======== Data records

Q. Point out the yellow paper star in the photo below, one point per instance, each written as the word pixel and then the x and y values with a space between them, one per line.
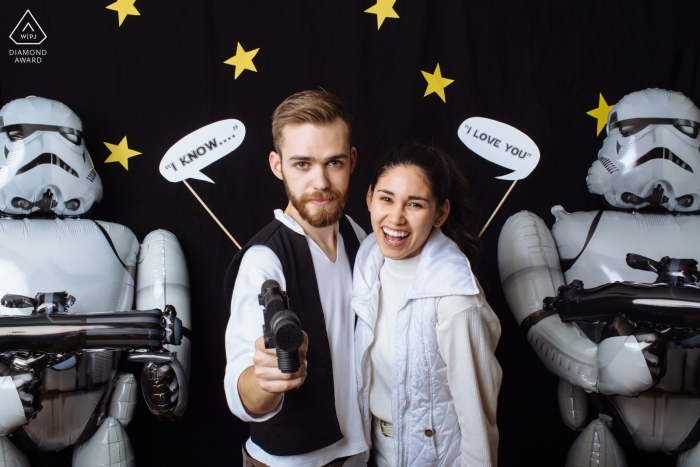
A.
pixel 383 9
pixel 121 153
pixel 124 8
pixel 436 83
pixel 242 60
pixel 601 113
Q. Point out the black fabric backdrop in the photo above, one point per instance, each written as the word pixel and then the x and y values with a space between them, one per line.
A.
pixel 538 66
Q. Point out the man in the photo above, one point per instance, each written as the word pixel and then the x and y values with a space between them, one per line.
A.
pixel 311 417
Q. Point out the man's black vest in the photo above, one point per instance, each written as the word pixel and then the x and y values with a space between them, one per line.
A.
pixel 307 421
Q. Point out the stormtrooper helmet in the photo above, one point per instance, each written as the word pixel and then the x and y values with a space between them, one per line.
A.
pixel 651 155
pixel 44 166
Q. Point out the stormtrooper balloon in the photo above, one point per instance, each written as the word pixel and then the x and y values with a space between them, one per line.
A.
pixel 69 287
pixel 638 376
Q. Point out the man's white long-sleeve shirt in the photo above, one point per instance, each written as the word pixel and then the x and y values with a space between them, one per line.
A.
pixel 334 280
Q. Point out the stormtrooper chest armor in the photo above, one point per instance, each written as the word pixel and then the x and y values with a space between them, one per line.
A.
pixel 95 263
pixel 602 261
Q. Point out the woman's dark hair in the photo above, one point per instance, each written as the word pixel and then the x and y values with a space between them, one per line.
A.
pixel 445 182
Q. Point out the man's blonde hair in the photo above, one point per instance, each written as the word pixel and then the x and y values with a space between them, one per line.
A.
pixel 315 107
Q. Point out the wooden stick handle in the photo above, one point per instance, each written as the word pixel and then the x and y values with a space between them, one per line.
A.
pixel 212 214
pixel 498 207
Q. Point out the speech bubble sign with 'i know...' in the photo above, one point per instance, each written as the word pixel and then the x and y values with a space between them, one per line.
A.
pixel 186 158
pixel 501 144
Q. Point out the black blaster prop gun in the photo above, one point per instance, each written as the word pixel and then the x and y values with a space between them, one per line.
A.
pixel 670 306
pixel 52 336
pixel 282 330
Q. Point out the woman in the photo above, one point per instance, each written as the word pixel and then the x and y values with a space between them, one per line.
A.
pixel 425 337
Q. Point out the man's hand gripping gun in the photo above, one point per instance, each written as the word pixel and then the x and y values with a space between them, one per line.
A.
pixel 669 306
pixel 52 336
pixel 282 329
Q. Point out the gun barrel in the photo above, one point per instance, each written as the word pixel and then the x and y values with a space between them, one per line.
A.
pixel 664 304
pixel 65 332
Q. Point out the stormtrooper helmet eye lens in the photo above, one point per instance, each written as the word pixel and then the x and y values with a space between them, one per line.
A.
pixel 72 204
pixel 18 135
pixel 75 139
pixel 21 203
pixel 687 130
pixel 631 128
pixel 630 198
pixel 685 201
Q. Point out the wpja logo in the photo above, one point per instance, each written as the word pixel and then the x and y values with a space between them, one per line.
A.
pixel 28 32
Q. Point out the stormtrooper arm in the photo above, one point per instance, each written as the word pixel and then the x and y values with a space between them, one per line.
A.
pixel 11 409
pixel 162 280
pixel 530 271
pixel 20 398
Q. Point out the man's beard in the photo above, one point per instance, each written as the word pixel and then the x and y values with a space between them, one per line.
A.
pixel 322 216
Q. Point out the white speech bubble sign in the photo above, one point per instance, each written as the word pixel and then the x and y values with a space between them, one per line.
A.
pixel 186 158
pixel 501 144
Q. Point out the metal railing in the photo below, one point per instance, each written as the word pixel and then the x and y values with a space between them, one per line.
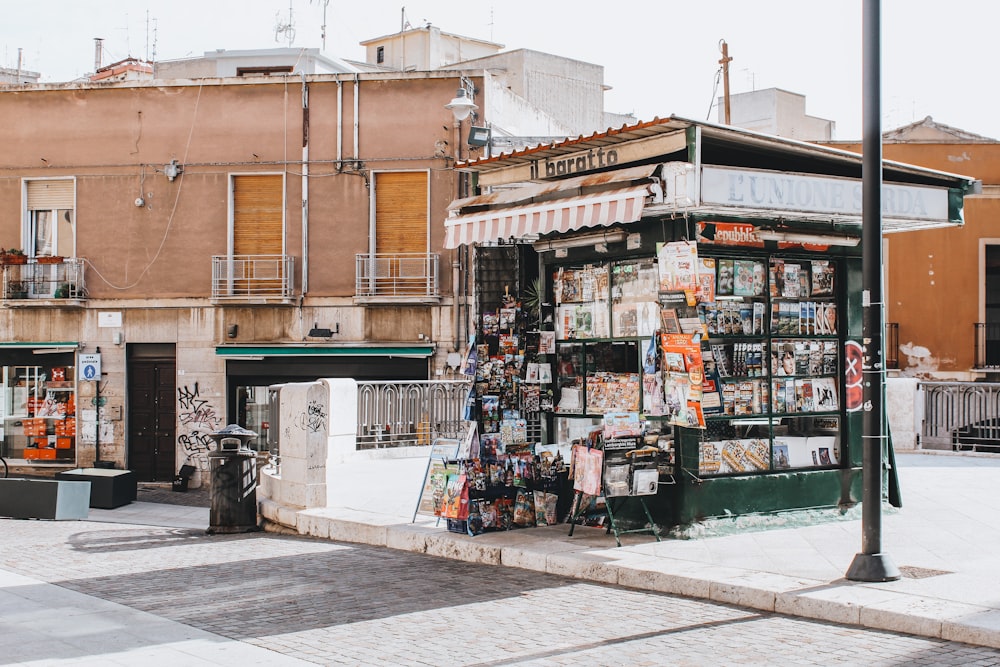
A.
pixel 46 279
pixel 987 348
pixel 960 414
pixel 400 275
pixel 402 414
pixel 252 277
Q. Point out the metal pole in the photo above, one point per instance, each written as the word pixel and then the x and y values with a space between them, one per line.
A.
pixel 872 564
pixel 725 79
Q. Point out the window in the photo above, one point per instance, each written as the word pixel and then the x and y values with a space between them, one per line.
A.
pixel 401 212
pixel 50 219
pixel 264 71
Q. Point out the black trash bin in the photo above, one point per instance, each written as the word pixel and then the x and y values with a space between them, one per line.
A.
pixel 233 487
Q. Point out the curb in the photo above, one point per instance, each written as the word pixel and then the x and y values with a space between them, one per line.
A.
pixel 840 601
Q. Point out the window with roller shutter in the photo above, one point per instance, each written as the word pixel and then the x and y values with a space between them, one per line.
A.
pixel 258 233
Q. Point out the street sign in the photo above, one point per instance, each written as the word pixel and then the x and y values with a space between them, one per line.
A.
pixel 90 367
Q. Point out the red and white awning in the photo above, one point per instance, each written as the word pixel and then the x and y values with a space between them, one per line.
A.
pixel 558 215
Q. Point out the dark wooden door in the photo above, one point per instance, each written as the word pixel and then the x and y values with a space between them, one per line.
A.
pixel 152 419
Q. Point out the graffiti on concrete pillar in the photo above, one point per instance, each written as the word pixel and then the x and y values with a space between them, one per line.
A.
pixel 314 418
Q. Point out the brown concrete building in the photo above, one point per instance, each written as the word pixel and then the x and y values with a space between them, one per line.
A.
pixel 215 236
pixel 242 219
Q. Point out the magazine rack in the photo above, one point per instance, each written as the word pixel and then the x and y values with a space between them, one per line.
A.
pixel 629 476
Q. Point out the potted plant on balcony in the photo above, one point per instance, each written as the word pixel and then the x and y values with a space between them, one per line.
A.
pixel 17 289
pixel 13 256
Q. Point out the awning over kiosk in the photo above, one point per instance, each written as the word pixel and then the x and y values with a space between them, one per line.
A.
pixel 259 352
pixel 557 215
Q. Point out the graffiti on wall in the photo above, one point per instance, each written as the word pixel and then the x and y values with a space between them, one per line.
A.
pixel 198 419
pixel 313 419
pixel 195 411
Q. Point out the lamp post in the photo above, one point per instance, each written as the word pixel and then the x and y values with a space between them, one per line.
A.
pixel 872 564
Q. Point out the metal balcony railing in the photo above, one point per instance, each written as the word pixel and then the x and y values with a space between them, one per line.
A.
pixel 249 278
pixel 960 415
pixel 400 275
pixel 987 341
pixel 401 414
pixel 44 280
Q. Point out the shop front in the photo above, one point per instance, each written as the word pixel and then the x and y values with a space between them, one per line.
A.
pixel 693 345
pixel 38 404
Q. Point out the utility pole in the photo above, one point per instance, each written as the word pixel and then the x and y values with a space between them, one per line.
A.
pixel 725 76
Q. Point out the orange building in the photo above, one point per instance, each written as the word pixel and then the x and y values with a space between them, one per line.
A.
pixel 942 286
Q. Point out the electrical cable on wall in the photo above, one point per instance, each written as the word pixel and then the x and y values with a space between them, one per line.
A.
pixel 170 218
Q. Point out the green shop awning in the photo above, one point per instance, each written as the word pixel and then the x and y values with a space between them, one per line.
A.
pixel 244 352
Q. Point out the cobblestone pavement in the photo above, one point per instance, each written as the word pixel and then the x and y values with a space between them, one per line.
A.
pixel 340 604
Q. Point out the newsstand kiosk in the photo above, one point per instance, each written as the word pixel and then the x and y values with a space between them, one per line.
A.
pixel 699 292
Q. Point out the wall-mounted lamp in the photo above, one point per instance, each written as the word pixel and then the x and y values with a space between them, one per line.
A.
pixel 316 332
pixel 479 136
pixel 594 239
pixel 461 106
pixel 173 170
pixel 814 239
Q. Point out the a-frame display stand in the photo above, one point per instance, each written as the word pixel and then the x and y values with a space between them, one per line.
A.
pixel 621 485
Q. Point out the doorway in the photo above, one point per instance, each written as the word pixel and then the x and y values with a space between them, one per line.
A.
pixel 152 411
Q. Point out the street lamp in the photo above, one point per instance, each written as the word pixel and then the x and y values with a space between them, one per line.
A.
pixel 461 106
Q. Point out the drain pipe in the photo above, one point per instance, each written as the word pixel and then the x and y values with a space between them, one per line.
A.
pixel 357 123
pixel 305 185
pixel 457 338
pixel 340 123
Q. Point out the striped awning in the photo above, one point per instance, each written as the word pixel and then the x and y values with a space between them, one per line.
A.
pixel 557 215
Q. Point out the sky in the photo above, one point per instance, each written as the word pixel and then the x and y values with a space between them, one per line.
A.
pixel 660 58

================

# What the task requires
Return every line from the records above that holds the word "wall".

# Solved problem
Q. Point out the graffiti on wall in the photo above, one point per instance, each written as the word pixel and then the x and y values with a space between them, one per line.
Q. Point out the electrical cable on wall in the photo above, one point per instance, each written as the word pixel and then the x and y values with a space between them, one per line.
Q. Point out the wall-mounted lamp in the photo above, one point per instance, each written as the word pixel and then the x and y values with a space between them, one per line.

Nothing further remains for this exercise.